══ Document segment

Ebere Amaraizu, Enugu State Police Public Relations Officer (PPRO), told newsmen that the victim, Ifeoma, was kidnapped in the New Haven area of Enugu city last month, May 14, and was, eventually, rescued at the Igwe’s palace following a tip-off from some concerned members of Oruku community on May 19.
The Igwe’s son, John, a first year Psychology student of Enugu State University of Science and Technology (ESUT), confessed to the crime by narrating that it was his cousin, Chukwunonso Anigbogu, who actually brought the female kidnap victim, Ifeoma, to be ‘remanded’ in his room for a while.
On her own part, the Igwe’s wife, Ngozi, became an accomplice in the crime because, in the logic of the police, rather than contacting her husband who was away as at the time of Ifeoma’s unlawful detention in the palace by her son and his gang, she (Lolo Ngozi), inexplicably, chose to conceal the ‘evil’ act. However, Lolo Ngozi, in an interview, denied knowledge of her child’s escapade, saying the whole thing was a set-up.
The four other paraded members of Prince John’s kidnap gang were listed as Williams Oriaku, Friday Ezeh, Ugochukwu Amadi and kenechukwu Ossai. Amaraizu (PPRO) disclosed that the suspected kidnappers would, soon, be charged to court for the offence.
Insider Weekly gathered that the suspects had lured Ifeoma, an indigene of Nnewi in Anambra state, into a Toyota Camry car in the New Haven area of Enugu metropolis on the fateful day and sped off. The bemused kidnap victim, Ifeoma, recollected that the hoodlums blind-folded her, tying her up with a cloth, as a result of which she could not recognize the face of any of them. Ifeoma added that while she was still incarcerated, she always overheard five different voices of members of the gang while they were holding their meetings. Ifeoma was, however, silent on whether the hoodlums sexually exploited her throughout her hostage period or not.
Ifeoma, said to have a rich family background, was, ostensibly, kidnapped for ransom purposes by the miscreants. Ifeoma’s father is reported to be an affluent Lagos based businessman.

════
══ Entries

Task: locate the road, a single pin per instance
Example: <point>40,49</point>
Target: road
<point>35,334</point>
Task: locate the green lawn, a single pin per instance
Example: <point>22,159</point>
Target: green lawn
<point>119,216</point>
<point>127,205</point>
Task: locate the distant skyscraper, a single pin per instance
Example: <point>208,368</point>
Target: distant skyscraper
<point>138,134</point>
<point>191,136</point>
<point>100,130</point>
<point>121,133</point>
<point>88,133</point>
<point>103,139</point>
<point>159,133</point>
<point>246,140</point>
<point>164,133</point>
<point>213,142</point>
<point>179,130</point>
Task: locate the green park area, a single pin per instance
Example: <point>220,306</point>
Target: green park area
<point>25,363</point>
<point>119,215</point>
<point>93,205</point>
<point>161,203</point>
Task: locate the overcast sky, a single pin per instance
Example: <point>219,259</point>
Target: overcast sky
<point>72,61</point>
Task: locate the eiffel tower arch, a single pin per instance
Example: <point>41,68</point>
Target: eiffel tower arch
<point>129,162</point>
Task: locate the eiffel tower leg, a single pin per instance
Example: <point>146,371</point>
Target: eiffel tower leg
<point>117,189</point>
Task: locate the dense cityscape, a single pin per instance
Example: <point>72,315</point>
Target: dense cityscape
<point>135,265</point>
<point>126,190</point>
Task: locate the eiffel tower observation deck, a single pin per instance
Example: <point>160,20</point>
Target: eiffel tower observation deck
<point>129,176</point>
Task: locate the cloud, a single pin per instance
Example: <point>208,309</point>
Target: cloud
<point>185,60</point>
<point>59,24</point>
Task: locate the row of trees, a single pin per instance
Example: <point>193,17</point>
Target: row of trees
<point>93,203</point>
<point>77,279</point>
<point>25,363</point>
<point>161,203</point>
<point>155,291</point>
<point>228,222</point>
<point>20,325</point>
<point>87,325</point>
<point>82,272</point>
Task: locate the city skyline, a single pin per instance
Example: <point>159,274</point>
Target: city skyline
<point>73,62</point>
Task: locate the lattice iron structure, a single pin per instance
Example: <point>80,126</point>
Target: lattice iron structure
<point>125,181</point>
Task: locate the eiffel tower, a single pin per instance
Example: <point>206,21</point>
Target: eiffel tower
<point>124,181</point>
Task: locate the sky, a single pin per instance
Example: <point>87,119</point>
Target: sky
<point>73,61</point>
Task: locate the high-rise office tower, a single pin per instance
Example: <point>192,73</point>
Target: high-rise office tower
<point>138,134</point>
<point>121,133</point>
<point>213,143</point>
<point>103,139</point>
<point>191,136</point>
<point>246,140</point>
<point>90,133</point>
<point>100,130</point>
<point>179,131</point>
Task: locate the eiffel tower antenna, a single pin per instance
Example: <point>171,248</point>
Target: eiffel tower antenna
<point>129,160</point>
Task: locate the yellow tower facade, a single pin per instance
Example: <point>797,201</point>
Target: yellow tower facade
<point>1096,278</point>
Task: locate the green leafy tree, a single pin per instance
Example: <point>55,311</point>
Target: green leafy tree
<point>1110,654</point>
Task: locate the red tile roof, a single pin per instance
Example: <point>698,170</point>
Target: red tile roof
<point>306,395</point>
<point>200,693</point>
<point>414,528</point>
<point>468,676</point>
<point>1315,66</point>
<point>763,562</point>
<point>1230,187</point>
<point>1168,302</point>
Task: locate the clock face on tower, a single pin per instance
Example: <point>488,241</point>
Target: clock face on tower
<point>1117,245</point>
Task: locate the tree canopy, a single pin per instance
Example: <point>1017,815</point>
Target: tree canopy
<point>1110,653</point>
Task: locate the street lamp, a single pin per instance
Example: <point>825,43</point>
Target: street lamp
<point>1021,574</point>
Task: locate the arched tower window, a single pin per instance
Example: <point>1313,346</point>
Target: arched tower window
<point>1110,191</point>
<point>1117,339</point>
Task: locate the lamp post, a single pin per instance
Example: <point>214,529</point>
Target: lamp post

════

■ Short exercise
Answer these questions using the kidnapping report:
1. In what area of Enugu city was Ifeoma kidnapped?
2. What course is the Igwe's son John studying?
3. Where is Ifeoma an indigene of?
The material in the data file is separate from the kidnapping report.

■ Completed exercise
1. The New Haven area.
2. Psychology, as a first year student at Enugu State University of Science and Technology (ESUT).
3. Nnewi in Anambra state.